* _Challenge_
Please revise the entries from the very first line through the line with "(183, 1048)", putting "metal rail" in place of "steel rail" and keeping everything else the same. Give back only those lines.

[Extracted data entries]
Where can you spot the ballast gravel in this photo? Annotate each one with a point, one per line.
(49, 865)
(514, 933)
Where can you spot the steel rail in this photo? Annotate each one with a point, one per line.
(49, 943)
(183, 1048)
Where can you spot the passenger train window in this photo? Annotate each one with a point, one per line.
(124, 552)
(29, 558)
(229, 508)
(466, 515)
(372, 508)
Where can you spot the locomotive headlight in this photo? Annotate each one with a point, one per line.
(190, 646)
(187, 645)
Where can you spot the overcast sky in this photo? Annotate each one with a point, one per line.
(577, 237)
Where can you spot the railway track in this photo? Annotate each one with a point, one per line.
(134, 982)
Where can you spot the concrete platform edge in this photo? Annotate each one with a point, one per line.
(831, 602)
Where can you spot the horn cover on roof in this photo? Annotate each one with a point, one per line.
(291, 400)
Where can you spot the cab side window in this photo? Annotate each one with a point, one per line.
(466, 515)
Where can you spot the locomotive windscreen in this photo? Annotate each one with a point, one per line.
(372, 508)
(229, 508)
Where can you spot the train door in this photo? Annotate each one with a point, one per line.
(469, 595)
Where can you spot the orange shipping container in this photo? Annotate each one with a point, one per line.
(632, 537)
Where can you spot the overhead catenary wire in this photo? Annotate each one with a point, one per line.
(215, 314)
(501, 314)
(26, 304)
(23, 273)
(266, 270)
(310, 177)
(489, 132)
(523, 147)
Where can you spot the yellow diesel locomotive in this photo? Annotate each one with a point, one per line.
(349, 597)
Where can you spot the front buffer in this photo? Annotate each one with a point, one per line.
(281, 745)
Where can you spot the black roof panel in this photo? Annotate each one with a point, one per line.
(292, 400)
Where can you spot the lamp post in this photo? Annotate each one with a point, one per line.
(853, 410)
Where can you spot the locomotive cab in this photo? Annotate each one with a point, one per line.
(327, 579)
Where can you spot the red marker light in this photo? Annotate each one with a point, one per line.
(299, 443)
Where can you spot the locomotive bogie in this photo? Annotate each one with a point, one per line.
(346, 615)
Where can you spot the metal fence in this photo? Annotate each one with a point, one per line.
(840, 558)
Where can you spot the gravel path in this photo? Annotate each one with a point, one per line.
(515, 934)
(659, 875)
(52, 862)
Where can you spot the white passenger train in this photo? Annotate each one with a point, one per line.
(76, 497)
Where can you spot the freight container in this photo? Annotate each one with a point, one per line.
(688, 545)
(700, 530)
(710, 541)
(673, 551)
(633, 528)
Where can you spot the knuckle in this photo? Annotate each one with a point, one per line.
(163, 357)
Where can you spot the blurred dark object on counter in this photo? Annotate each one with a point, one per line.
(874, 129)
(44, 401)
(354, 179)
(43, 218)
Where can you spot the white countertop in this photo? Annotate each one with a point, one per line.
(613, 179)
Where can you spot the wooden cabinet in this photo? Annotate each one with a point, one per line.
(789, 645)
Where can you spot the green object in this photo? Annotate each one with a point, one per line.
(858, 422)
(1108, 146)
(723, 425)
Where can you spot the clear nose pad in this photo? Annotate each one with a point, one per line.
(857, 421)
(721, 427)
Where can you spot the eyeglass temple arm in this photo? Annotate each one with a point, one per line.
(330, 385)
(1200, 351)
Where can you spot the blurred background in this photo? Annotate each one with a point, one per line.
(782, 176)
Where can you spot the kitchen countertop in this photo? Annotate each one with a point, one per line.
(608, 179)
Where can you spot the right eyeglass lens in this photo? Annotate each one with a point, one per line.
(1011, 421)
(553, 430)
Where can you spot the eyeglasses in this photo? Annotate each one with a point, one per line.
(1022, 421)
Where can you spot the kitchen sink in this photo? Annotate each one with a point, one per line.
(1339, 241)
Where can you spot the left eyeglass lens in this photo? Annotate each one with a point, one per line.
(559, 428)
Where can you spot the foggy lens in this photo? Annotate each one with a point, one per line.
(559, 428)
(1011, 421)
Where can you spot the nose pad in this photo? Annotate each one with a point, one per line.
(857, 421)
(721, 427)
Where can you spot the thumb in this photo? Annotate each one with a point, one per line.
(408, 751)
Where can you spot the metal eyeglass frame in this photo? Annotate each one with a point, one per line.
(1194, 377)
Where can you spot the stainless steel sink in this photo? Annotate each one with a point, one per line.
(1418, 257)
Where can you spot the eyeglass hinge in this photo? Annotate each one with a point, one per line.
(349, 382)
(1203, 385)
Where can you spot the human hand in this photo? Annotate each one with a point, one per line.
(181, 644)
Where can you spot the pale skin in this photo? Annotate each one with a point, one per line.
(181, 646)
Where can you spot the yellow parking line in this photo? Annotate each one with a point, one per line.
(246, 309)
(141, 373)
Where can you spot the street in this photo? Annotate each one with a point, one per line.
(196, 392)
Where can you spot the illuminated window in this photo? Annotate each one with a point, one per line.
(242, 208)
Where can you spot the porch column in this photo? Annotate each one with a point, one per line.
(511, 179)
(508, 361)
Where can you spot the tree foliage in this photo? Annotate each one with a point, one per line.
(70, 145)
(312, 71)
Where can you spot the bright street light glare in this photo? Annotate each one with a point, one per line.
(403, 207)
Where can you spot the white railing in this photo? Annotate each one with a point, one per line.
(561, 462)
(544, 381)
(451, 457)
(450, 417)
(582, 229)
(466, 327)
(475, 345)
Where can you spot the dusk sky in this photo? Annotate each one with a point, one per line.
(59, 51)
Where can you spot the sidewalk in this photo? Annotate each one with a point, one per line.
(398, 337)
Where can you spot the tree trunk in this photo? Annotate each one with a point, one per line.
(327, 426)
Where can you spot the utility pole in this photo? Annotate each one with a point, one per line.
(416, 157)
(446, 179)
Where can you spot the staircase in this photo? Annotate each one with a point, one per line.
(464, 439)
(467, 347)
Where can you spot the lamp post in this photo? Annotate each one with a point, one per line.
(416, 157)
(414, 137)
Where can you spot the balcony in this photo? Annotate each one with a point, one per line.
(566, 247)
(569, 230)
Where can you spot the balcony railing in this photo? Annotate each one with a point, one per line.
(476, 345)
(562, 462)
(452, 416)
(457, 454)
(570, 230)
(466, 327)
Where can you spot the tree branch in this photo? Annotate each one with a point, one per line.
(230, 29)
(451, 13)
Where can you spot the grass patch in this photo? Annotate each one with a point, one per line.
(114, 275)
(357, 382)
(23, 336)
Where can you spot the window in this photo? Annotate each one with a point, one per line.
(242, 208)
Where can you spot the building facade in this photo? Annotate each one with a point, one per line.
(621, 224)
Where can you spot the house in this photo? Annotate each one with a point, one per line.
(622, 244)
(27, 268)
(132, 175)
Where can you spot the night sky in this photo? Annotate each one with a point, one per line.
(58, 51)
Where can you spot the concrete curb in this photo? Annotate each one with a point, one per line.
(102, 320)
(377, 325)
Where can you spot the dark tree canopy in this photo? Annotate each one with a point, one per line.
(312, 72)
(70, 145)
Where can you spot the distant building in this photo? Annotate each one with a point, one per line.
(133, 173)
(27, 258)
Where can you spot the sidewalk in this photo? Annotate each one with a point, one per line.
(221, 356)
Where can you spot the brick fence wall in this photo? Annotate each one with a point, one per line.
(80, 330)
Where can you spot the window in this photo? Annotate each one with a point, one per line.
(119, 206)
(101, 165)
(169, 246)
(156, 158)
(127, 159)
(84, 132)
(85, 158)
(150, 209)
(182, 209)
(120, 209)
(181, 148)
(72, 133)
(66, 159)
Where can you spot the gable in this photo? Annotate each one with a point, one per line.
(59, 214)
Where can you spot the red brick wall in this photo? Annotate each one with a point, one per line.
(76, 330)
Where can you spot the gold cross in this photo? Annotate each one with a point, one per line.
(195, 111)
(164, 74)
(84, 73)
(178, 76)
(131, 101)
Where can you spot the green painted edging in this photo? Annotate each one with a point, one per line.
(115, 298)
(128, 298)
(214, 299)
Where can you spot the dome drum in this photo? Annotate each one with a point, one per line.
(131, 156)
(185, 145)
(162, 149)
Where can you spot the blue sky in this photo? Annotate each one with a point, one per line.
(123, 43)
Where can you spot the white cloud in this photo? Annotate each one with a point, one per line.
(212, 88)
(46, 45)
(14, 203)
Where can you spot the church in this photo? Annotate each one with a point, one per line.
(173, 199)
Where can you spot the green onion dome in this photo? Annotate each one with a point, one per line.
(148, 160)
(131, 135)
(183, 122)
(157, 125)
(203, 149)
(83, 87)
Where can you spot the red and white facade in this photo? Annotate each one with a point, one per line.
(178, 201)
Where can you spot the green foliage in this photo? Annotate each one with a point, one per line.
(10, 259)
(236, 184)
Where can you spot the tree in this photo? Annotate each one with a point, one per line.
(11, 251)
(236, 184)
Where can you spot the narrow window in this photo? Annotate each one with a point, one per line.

* _Worked answer_
Where can you spot the ballast gravel in this photo? Annotate each one with a point, one per line.
(49, 865)
(514, 933)
Where can you spot the metal rail in this photo? Annotate each one with a point, one per line.
(49, 943)
(183, 1048)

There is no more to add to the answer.